What to produce:
Copy out these lines word for word, beginning with the line containing "of the slender" and ending with the line containing "pixel 812 232", both included.

Dataset items
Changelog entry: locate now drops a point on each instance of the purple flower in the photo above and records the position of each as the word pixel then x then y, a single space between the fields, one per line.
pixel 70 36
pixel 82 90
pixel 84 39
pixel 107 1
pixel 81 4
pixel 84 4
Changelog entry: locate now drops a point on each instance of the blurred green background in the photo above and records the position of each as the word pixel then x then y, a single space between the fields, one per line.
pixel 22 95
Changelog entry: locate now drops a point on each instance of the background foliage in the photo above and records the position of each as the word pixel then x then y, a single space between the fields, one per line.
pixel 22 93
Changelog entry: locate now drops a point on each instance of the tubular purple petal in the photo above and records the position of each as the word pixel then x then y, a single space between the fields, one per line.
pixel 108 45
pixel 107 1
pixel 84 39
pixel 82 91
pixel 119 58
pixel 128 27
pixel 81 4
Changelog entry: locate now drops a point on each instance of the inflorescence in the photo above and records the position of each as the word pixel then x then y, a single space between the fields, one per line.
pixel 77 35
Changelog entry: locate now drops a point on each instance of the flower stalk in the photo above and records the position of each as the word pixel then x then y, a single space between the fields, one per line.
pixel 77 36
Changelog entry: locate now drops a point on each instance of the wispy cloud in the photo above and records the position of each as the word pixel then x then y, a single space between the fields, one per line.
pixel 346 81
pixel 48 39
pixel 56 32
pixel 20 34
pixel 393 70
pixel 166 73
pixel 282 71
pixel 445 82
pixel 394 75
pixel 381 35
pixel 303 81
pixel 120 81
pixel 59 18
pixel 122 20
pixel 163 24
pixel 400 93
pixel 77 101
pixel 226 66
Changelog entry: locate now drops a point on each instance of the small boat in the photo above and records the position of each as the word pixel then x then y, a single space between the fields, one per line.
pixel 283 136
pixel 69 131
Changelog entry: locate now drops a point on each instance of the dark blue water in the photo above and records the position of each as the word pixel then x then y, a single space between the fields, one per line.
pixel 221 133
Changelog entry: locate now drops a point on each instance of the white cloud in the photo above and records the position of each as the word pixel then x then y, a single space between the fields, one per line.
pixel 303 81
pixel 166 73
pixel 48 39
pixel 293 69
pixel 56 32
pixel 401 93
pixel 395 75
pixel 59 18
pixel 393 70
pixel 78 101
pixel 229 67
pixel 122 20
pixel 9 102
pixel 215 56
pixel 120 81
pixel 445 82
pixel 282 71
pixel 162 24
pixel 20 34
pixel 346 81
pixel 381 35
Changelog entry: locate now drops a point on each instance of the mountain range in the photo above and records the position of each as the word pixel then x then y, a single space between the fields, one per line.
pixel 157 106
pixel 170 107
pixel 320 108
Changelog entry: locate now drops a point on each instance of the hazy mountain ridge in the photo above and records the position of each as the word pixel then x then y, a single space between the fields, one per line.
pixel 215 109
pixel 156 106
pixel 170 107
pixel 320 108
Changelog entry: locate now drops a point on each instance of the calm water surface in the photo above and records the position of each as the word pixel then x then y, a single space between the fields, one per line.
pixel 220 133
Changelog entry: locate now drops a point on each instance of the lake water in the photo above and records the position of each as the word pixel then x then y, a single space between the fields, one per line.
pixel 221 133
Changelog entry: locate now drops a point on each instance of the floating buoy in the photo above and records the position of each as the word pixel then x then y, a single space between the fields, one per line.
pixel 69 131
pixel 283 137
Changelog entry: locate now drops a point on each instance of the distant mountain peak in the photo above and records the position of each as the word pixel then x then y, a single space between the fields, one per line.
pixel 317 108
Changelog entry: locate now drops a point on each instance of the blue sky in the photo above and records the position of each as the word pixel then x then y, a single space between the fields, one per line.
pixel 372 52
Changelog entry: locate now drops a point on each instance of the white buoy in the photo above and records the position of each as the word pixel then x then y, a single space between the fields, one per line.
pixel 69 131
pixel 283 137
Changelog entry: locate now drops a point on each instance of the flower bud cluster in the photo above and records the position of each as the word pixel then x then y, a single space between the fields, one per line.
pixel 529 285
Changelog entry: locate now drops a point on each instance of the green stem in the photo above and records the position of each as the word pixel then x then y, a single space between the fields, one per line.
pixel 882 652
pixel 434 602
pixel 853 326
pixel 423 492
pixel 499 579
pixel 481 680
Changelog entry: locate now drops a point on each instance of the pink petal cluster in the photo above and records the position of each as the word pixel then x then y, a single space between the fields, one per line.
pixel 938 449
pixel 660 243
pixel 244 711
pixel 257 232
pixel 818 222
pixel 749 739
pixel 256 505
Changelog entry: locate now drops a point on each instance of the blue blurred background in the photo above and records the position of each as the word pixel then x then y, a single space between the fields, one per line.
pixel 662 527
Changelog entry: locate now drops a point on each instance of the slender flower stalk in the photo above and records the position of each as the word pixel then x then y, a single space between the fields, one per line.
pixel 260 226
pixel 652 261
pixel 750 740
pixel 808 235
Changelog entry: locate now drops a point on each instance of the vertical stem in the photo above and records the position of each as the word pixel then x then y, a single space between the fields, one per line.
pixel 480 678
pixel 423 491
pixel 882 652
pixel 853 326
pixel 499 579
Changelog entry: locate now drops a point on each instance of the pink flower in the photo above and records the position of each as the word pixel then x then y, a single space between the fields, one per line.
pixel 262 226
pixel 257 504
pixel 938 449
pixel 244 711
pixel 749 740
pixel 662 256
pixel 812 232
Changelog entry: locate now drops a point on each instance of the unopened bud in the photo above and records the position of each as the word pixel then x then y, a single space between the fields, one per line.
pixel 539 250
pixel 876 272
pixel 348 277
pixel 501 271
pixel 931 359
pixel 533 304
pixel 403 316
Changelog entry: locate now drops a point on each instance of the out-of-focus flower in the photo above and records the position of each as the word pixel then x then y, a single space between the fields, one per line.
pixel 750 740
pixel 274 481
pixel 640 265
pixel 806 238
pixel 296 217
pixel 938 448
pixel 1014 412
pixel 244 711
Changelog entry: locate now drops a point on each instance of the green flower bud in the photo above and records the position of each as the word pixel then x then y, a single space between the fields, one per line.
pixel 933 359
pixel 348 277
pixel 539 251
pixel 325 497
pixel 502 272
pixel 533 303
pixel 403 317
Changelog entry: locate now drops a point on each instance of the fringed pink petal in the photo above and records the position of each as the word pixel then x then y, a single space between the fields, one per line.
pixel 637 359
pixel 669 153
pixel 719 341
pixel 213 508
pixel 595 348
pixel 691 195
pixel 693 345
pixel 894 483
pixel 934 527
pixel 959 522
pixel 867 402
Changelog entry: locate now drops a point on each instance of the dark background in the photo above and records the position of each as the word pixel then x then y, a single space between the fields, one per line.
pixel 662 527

---

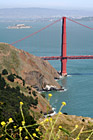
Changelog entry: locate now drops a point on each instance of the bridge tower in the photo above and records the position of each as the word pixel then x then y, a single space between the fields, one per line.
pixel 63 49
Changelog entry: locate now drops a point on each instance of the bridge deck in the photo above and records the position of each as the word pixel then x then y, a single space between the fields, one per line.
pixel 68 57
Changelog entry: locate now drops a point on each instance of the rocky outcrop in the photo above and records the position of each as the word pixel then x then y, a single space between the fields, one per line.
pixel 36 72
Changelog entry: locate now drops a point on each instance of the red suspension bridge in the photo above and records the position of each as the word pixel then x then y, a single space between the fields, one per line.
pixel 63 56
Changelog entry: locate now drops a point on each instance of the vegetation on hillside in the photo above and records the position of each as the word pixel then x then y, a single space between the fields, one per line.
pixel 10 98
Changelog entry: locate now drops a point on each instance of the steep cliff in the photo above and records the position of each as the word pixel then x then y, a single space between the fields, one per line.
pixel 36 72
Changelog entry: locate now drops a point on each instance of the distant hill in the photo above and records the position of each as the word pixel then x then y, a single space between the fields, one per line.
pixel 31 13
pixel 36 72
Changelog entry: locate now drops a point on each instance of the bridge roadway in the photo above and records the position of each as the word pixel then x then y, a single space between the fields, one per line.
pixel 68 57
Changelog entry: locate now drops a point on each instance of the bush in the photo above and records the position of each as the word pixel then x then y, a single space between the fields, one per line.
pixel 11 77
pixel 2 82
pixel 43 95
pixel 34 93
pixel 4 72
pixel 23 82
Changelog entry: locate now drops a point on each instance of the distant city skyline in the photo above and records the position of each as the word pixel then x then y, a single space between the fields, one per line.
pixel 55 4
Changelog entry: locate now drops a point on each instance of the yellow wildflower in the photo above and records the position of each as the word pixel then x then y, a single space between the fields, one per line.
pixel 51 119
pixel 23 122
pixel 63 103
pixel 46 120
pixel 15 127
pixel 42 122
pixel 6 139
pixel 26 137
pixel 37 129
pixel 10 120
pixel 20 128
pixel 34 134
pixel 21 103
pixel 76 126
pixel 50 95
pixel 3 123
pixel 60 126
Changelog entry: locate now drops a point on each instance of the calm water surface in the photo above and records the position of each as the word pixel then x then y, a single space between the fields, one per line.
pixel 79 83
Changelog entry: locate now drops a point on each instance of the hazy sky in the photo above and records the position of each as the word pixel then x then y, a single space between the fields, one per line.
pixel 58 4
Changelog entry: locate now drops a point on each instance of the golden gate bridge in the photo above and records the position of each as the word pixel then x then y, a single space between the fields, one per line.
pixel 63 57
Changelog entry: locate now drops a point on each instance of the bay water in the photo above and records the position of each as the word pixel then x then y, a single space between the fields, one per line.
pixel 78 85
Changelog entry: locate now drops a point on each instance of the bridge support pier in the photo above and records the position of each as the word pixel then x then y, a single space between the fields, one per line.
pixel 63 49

Solution for this exercise:
Changelog entry: locate now drops a point on each instance of the slender flower stalk in the photo above and records the position of each as the word pixel then x then y, a single space between the fields, one per line.
pixel 260 226
pixel 652 261
pixel 750 740
pixel 808 235
Changelog entry: locate now drops a point on each instance of the vertical stem in the photo above and records the position of each as the word pixel then x then y, a single space between the fields, one per line.
pixel 480 678
pixel 423 491
pixel 882 652
pixel 853 326
pixel 499 579
Changelog entry: locate now drops a point on each instance of the pink flower in the photo above and records the position of each as the word pixel then x then y, a single space between the fields, one per line.
pixel 262 226
pixel 257 504
pixel 938 449
pixel 244 711
pixel 749 740
pixel 662 256
pixel 812 232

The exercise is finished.